**Page extract:**
+ + + + + + +

The proactive safety effort has helped ensure incident-free asphalt shipments. AOS has the capacity to load up to 240 outbound tank trailer shipments of asphalt a day, but the daily average is 85 to 90 trucks loads. In total, AOS ships 220,000 to 250,000 tons of asphalt a year, with most of the volume moving during the primary construction season running from March through December.
Inbound asphalt shipments from BP are somewhat less predictable. Rail shipments generally arrive in 24-car batches from the Whiting refinery, and terminal workers will unload the cars over a 24-hour period.
“We're sort of a relief outlet for the refinery,” Shotwell says. “Asphalt comes from crude oil bottoms. When the refinery processes heavy crudes, there are more of those bottoms. Consequently, we get more asphalt shipments when the heavy crude volumes increase at Whiting.”
Inbound and outbound asphalt shipments are processed around the clock Monday through Saturday. Nine terminal workers (spread across three shifts) are on duty most days, but the workforce can be expanded to 12 during the busiest times. AOS workers unload rail shipments. Tank truck drivers handle the loading and unloading of their vehicles for both outbound and inbound shipments. Terminal personnel oversee the truck driver activities.
“We've built a great core work team with a strong safety focus,” Shotwell says. “It's a stable team, and we have had very little turnover during the four years AOS has been in operation.”
When new workers are hired, Shotwell and his management team put each new hire through a training regime that lasts up to a month. Shotwell and his lead operator serve as the primary instructors providing site-specific training. Computer-based instruction from SkillSoft also is used.
The process starts with a two-day new employee orientation that covers the basics of the AOS operation. At the outset of training, new hires receive all required personal protective equipment, including hardhat, safety glasses, face shield, gloves, and hydrogen sulfide monitor.
Trainers pay particular attention to the risks associated with tank trailers and railcars containing a product that is extremely hot (300° F plus). The risk posed by hydrogen sulfide gas also is covered in detail. New hires learn most terminal operating procedures during on-the-job training.
“We spend more time on tankcars than tank trailers because the tankcars are more difficult to operate,” Shotwell says. “Throughout the training, we make it clear to our workers that they can ask for help whenever they don't understand something. We never want them to take an unwarranted risk.”

+ + + + + + +

**What you will do:** Can you continue the asphalt terminal passage above, picking up right after its final paragraph?

**Recorded data:**
+ + + + + + +

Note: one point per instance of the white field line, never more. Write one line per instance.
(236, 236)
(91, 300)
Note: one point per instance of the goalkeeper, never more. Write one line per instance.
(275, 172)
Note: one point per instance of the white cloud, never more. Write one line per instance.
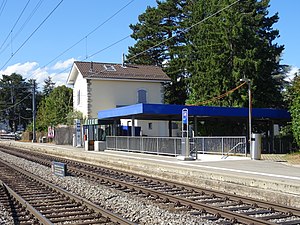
(31, 70)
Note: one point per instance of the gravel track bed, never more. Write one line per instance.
(136, 209)
(5, 218)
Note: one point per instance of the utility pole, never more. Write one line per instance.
(33, 112)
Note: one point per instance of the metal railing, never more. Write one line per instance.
(219, 145)
(154, 145)
(172, 145)
(8, 137)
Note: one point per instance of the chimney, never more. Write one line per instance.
(123, 60)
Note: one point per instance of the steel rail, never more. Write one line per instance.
(26, 205)
(105, 213)
(234, 217)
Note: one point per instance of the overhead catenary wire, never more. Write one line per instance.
(90, 33)
(103, 49)
(23, 25)
(19, 102)
(186, 30)
(32, 33)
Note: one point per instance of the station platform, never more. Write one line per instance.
(270, 179)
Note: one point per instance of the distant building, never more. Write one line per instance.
(101, 86)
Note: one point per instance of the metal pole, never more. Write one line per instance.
(33, 113)
(248, 81)
(250, 114)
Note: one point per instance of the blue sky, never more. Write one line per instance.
(40, 55)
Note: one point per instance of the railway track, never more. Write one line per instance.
(31, 200)
(211, 205)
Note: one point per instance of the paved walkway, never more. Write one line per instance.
(270, 178)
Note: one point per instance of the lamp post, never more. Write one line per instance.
(248, 81)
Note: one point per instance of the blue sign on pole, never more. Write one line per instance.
(185, 116)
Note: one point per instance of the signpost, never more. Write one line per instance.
(78, 133)
(59, 169)
(185, 145)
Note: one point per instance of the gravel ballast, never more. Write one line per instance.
(134, 208)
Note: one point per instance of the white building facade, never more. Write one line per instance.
(102, 86)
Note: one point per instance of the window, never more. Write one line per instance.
(142, 96)
(78, 97)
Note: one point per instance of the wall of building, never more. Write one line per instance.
(111, 94)
(80, 95)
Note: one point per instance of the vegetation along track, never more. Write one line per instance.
(32, 200)
(216, 206)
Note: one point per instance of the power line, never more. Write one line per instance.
(103, 49)
(16, 103)
(9, 33)
(90, 33)
(32, 33)
(185, 31)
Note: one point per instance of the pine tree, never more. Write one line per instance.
(15, 98)
(159, 42)
(53, 110)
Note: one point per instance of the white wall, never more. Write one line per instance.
(80, 84)
(109, 94)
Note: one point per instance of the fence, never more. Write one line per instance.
(219, 145)
(172, 145)
(8, 137)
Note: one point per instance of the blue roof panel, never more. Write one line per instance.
(163, 110)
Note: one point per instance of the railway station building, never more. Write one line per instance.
(128, 100)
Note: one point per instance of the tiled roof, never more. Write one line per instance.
(117, 71)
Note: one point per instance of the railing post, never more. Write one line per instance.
(157, 146)
(175, 147)
(128, 143)
(222, 146)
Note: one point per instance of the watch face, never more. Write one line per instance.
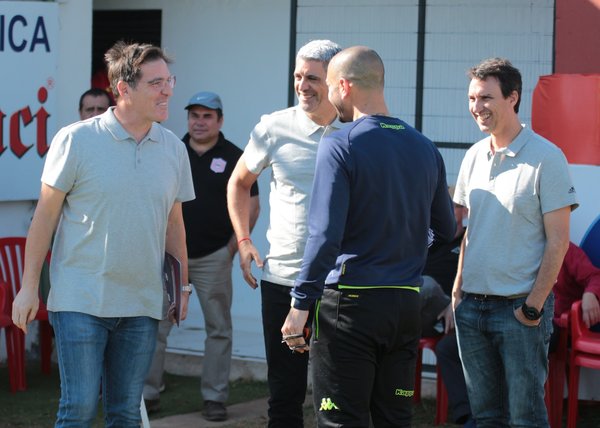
(530, 313)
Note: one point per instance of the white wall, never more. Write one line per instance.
(459, 34)
(73, 77)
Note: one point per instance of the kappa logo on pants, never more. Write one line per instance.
(327, 404)
(405, 393)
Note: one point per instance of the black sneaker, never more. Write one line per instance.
(152, 406)
(214, 411)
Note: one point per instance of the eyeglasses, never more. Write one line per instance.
(160, 83)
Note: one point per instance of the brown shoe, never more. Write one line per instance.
(214, 411)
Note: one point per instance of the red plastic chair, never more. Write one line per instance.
(585, 352)
(555, 383)
(14, 343)
(12, 257)
(441, 402)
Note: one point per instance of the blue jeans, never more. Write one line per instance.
(505, 362)
(117, 351)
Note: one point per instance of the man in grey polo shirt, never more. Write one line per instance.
(519, 195)
(286, 141)
(116, 182)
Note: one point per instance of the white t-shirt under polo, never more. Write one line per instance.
(286, 141)
(507, 194)
(109, 247)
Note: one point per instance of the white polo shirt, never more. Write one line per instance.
(286, 141)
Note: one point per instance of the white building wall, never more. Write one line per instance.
(459, 34)
(389, 27)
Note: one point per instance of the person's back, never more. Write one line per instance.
(379, 185)
(384, 232)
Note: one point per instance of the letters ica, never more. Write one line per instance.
(18, 34)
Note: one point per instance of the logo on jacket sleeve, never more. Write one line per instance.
(218, 165)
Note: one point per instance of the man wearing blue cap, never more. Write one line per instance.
(211, 245)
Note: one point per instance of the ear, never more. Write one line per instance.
(514, 97)
(122, 87)
(345, 86)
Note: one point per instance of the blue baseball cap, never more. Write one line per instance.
(205, 99)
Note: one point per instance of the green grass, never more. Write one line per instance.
(36, 407)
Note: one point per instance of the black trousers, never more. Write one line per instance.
(363, 357)
(286, 371)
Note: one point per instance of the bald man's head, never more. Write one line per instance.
(360, 65)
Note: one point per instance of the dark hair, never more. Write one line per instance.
(124, 61)
(94, 92)
(508, 76)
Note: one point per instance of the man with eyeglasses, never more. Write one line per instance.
(117, 183)
(211, 246)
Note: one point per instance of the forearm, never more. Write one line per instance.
(36, 249)
(556, 226)
(39, 237)
(175, 242)
(239, 201)
(457, 287)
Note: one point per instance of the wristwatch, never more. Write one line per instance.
(531, 313)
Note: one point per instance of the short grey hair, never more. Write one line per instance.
(318, 50)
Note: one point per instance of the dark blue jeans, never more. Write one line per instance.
(118, 351)
(505, 362)
(286, 371)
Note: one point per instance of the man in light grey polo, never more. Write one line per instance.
(287, 142)
(519, 195)
(116, 182)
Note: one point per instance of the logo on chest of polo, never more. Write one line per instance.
(218, 165)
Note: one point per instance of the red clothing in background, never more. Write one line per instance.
(577, 275)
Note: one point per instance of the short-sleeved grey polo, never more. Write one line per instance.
(507, 194)
(287, 141)
(109, 246)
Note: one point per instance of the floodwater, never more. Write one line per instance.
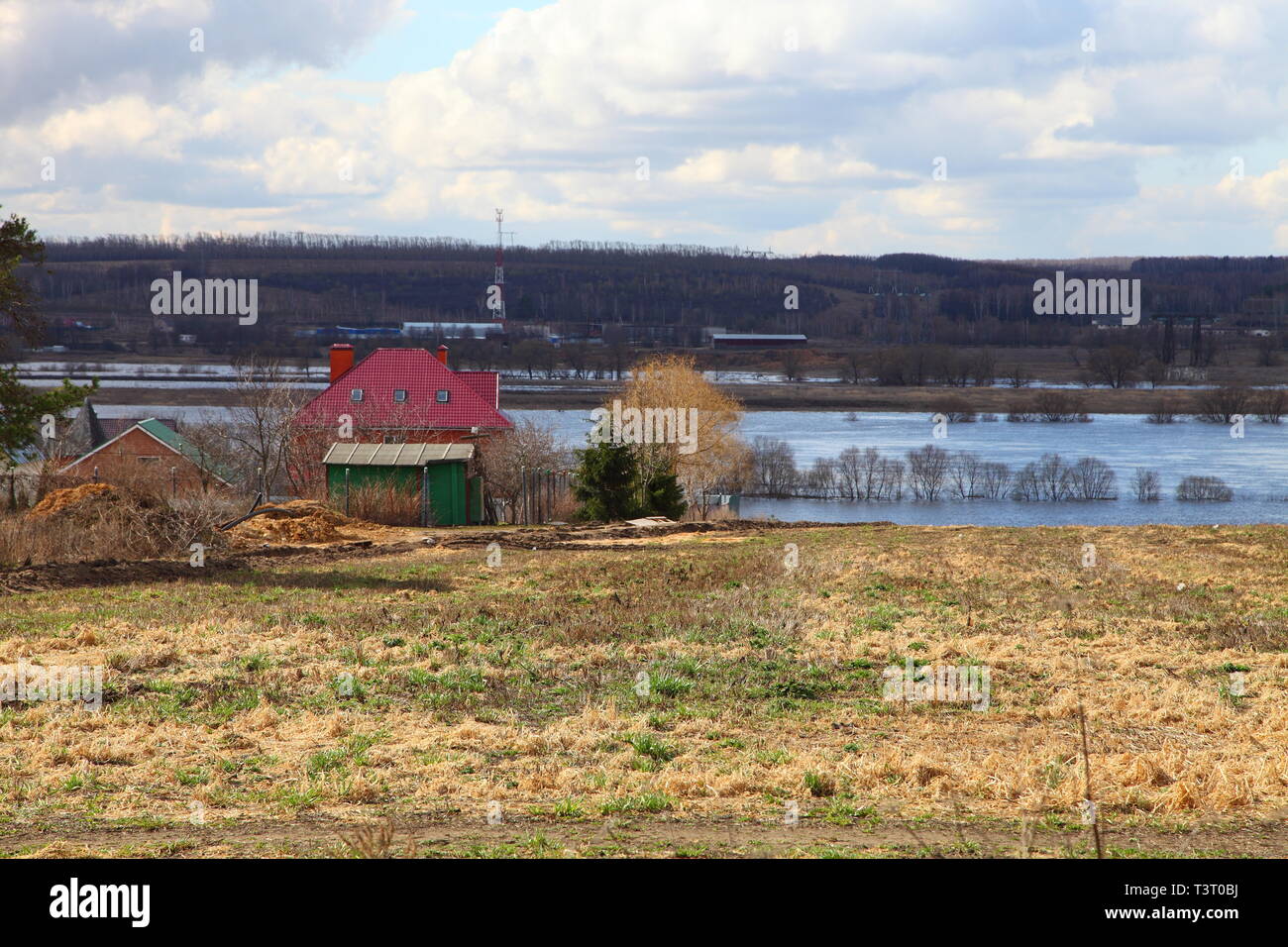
(1254, 466)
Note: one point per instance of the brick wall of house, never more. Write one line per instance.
(123, 462)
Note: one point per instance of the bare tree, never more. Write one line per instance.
(527, 446)
(261, 421)
(774, 466)
(1146, 484)
(927, 468)
(1220, 405)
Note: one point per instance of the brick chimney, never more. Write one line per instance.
(342, 360)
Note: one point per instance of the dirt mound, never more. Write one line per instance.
(296, 521)
(76, 501)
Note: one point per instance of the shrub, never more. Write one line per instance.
(1146, 484)
(1220, 405)
(1203, 488)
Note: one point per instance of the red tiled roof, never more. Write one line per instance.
(419, 373)
(485, 382)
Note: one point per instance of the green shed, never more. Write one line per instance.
(437, 474)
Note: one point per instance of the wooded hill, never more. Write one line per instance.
(665, 291)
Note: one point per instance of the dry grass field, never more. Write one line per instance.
(377, 705)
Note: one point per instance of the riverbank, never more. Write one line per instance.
(580, 394)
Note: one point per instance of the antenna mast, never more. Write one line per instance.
(498, 315)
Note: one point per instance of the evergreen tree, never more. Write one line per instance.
(665, 496)
(606, 482)
(21, 407)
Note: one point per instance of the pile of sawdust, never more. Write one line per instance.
(76, 501)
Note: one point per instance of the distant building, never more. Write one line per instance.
(756, 341)
(88, 432)
(406, 395)
(150, 449)
(452, 330)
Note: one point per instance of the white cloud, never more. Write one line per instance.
(811, 127)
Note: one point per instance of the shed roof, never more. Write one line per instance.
(397, 455)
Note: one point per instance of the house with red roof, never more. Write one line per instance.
(403, 395)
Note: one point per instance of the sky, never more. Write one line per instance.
(967, 128)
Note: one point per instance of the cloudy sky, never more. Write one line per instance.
(969, 128)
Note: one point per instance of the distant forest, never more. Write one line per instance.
(662, 294)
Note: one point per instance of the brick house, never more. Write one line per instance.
(403, 395)
(150, 451)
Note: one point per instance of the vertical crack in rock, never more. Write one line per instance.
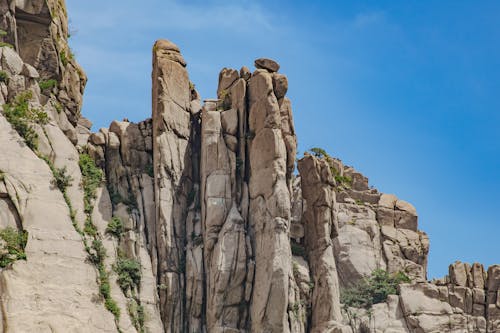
(269, 216)
(172, 156)
(226, 244)
(320, 228)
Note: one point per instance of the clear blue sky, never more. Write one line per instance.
(408, 92)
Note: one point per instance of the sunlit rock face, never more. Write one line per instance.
(196, 219)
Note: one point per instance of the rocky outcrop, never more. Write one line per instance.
(320, 228)
(195, 220)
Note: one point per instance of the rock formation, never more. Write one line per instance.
(195, 220)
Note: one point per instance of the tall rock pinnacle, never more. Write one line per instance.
(195, 220)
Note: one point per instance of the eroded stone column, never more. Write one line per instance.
(320, 227)
(269, 205)
(172, 171)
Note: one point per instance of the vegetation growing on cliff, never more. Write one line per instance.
(21, 116)
(14, 242)
(129, 273)
(373, 289)
(115, 227)
(92, 177)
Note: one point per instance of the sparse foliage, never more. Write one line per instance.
(115, 227)
(21, 116)
(129, 273)
(14, 244)
(373, 289)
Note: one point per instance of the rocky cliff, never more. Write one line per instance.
(195, 220)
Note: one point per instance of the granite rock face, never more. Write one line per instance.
(195, 220)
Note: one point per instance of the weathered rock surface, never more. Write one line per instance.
(215, 231)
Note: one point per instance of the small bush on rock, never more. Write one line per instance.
(319, 152)
(129, 273)
(47, 85)
(20, 115)
(14, 244)
(61, 179)
(4, 77)
(373, 289)
(115, 227)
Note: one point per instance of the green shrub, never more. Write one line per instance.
(89, 228)
(98, 252)
(373, 289)
(298, 250)
(4, 77)
(150, 170)
(112, 307)
(15, 242)
(64, 58)
(91, 179)
(2, 44)
(115, 227)
(47, 85)
(319, 152)
(343, 180)
(137, 315)
(129, 273)
(21, 115)
(61, 179)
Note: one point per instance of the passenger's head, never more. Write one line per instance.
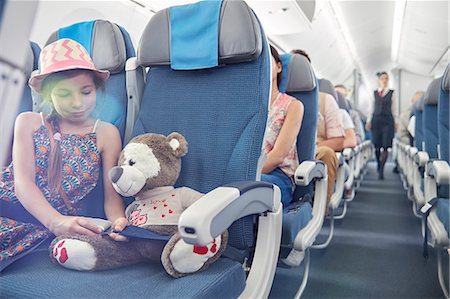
(277, 65)
(70, 92)
(383, 79)
(301, 52)
(61, 56)
(68, 81)
(342, 89)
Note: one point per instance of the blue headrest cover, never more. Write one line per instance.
(297, 75)
(194, 35)
(107, 50)
(240, 38)
(446, 78)
(432, 94)
(327, 87)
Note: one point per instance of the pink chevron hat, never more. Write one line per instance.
(62, 55)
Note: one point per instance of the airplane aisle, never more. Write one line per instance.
(376, 250)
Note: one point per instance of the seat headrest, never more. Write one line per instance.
(32, 59)
(297, 75)
(446, 78)
(342, 101)
(420, 103)
(102, 39)
(239, 36)
(432, 94)
(327, 87)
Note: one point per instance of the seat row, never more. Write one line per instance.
(160, 89)
(424, 168)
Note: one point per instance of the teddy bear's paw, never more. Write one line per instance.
(74, 254)
(186, 258)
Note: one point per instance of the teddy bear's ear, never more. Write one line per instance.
(177, 143)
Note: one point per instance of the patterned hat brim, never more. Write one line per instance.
(35, 81)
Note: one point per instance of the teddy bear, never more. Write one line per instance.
(148, 168)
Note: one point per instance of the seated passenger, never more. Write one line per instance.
(283, 125)
(330, 134)
(57, 157)
(404, 119)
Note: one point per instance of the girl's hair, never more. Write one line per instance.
(55, 158)
(379, 74)
(277, 58)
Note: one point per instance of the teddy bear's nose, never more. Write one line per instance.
(115, 173)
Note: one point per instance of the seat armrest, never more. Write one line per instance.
(308, 171)
(317, 171)
(214, 212)
(348, 153)
(439, 170)
(412, 151)
(421, 158)
(340, 158)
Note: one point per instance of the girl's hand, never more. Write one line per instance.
(73, 225)
(119, 225)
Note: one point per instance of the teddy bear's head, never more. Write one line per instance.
(148, 161)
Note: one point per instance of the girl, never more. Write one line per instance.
(283, 125)
(381, 119)
(57, 157)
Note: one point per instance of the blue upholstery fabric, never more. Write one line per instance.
(418, 129)
(443, 124)
(430, 130)
(80, 32)
(298, 214)
(222, 113)
(295, 217)
(194, 35)
(443, 213)
(35, 276)
(306, 140)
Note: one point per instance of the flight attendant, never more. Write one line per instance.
(381, 120)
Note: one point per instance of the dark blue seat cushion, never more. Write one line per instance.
(430, 130)
(443, 213)
(25, 279)
(418, 136)
(295, 217)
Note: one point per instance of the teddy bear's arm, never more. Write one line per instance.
(188, 196)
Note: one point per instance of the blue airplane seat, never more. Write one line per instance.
(437, 181)
(219, 106)
(299, 81)
(443, 116)
(26, 102)
(418, 129)
(430, 123)
(443, 130)
(301, 222)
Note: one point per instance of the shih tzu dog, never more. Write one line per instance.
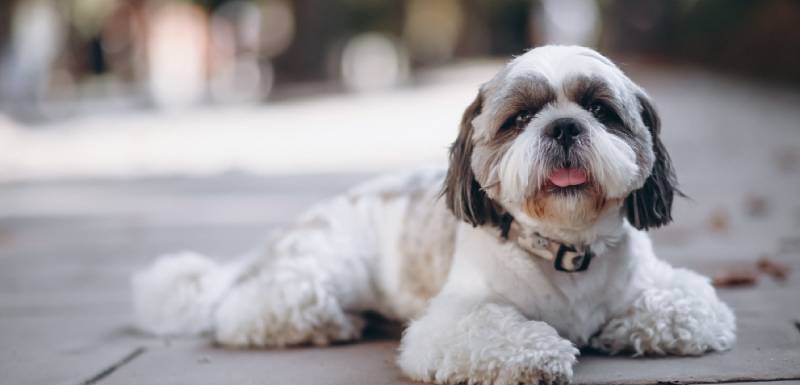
(530, 245)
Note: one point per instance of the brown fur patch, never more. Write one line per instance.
(587, 209)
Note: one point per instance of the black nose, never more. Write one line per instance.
(564, 131)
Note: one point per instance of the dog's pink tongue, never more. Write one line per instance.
(563, 177)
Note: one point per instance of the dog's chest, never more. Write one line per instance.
(575, 304)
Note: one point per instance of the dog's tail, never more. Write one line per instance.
(177, 294)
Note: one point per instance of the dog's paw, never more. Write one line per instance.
(669, 322)
(277, 312)
(532, 353)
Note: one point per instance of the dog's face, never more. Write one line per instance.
(560, 136)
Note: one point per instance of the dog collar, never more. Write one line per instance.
(565, 257)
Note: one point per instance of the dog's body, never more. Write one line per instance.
(484, 307)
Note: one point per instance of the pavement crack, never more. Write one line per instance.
(116, 365)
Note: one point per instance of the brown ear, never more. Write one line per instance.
(651, 205)
(463, 193)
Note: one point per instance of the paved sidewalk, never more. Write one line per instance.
(67, 250)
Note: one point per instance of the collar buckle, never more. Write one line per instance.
(570, 260)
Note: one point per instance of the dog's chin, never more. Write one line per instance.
(572, 206)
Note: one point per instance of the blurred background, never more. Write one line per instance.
(121, 88)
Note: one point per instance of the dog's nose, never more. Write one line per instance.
(564, 131)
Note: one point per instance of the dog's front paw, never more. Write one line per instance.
(544, 367)
(515, 351)
(672, 321)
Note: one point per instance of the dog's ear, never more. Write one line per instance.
(463, 193)
(651, 205)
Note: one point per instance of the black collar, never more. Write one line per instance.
(566, 257)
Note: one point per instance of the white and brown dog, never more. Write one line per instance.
(536, 248)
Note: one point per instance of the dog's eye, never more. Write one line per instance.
(599, 110)
(523, 118)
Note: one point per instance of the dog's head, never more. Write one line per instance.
(560, 136)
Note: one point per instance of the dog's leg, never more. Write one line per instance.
(676, 312)
(295, 300)
(466, 341)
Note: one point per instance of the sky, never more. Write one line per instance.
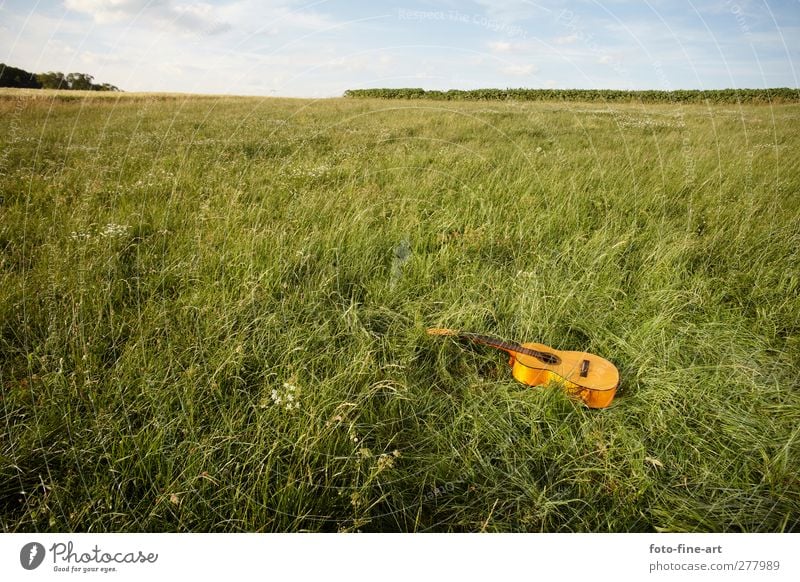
(321, 48)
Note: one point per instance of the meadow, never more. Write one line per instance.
(213, 314)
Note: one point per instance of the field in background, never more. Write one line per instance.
(212, 314)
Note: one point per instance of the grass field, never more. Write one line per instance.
(213, 314)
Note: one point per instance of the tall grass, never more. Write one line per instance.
(213, 313)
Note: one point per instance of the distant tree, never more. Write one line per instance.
(53, 80)
(80, 81)
(14, 77)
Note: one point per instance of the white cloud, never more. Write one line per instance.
(500, 47)
(568, 39)
(519, 70)
(196, 17)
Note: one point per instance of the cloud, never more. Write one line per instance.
(568, 39)
(194, 18)
(519, 70)
(500, 47)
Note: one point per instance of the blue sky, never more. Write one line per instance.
(320, 48)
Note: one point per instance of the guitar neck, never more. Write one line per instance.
(511, 347)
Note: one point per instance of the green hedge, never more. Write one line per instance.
(779, 95)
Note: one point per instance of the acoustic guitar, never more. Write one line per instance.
(587, 376)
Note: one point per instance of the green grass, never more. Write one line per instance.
(171, 266)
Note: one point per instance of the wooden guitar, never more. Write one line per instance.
(591, 378)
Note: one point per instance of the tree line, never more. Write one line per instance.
(779, 95)
(14, 77)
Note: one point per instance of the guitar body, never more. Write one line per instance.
(589, 377)
(596, 389)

+ + + + + + +

**Result for this task:**
Safety continues to be a focal point after the initial training. Shift leaders conduct 15-minute tailgate turnover sessions every morning for operators from the oncoming and off-going shifts.
“Each tailgate session addresses a safety topic and covers action items and any near misses,” Shotwell says. “This is part of our proactive safety effort. We believe it is critical to ensure good communication between the work shifts. We want everyone to know when there is a problem and what we need to do to fix it.”
The facility operated by the AOS team occupies a 16.25-acre site in what once was a stone quarry. It was an ideal location that needed minimal adjustments for spill containment. The only major site preparation was the build-up of the earthen bases for the five storage tanks that are currently in place.
Primary driveway areas have been paved, and AOS plans to pave the other driveways and parking areas at the terminal. For security and safety, the facility is fully fenced and has extensive lighting throughout.
Asphalt volumes are expected to grow in the future, and the terminal has ample room for expansion. The developed part of the site could accommodate two more five-million-gallon storage tanks. Also, AOS has access to another five acres next to the current site that could be developed for three additional five-million-gallon tanks.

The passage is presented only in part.